> _The exercise_:
Copy out every one of the records below, changing "put one pin" to "place one marker" each time it occurs and keeping everything else identical.

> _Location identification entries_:
* * * * * * *

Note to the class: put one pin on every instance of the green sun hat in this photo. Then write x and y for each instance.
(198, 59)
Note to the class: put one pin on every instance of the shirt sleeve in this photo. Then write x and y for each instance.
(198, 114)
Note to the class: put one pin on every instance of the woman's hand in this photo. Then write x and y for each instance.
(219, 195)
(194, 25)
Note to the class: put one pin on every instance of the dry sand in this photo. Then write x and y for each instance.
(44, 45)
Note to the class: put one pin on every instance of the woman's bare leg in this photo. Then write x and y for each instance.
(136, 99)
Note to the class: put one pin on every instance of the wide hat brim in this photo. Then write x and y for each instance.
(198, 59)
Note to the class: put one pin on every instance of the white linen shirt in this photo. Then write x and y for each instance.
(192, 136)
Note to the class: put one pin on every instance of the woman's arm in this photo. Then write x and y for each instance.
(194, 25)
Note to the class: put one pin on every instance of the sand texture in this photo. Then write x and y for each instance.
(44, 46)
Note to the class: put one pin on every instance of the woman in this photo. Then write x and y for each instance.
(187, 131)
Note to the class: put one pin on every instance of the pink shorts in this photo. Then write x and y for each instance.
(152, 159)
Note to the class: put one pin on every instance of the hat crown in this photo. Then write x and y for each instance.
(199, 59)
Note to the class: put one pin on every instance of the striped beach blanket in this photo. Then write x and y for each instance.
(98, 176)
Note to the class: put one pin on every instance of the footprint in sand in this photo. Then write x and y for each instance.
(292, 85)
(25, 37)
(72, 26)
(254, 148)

* * * * * * *

> _Problem solution_:
Note to the class: place one marker on every instance of the green sun hat in this photo. Then write x and y for each instance.
(198, 59)
Note to the class: place one marker on every instance of the shirt sleeve in this photo. Then write x and y for each instance.
(198, 114)
Note to the class: place one marker on every instance of the woman's hand in this photo. Then write x and y for each instance.
(219, 195)
(194, 25)
Note to the class: place one marker on every instance of the dry sand in this photo. Then write x and y for each instance.
(44, 45)
Note to the class: place one marker on every instance of the woman's bare leg in this photo. Then write x and y for each instance.
(136, 99)
Note to the class: place one marker on every instance of the wide hat brim in this photo. Then write x and y for each instance.
(198, 59)
Note to the class: place one marker on every instance of the white linen shirt in this photo. Then write x and y for each instance.
(192, 136)
Note to the class: place one marker on every instance of the woman's arm in this photo. Then write x and y for each instance.
(194, 25)
Note to the class: place one marker on every instance of the sand texture in this photo. Then write x and y for each instance.
(44, 46)
Note to the class: place one marker on every instance of the woman in this photo. Then write x and y for each instance.
(187, 131)
Note to the class: place one marker on every instance of the pink shorts in this photo. Then write x and y for each instance.
(152, 159)
Note to the class: place one marker on every instance of the hat crown in this photo. Then write x and y for each instance.
(199, 59)
Note to the class: place one marker on every instance of the striped beach blanket in this photo. Then write x and y for each instance.
(98, 176)
Note to the class: place one marker on every instance of the footprint in sand in this photo. Then write x and y for each instance.
(292, 85)
(25, 37)
(72, 26)
(254, 148)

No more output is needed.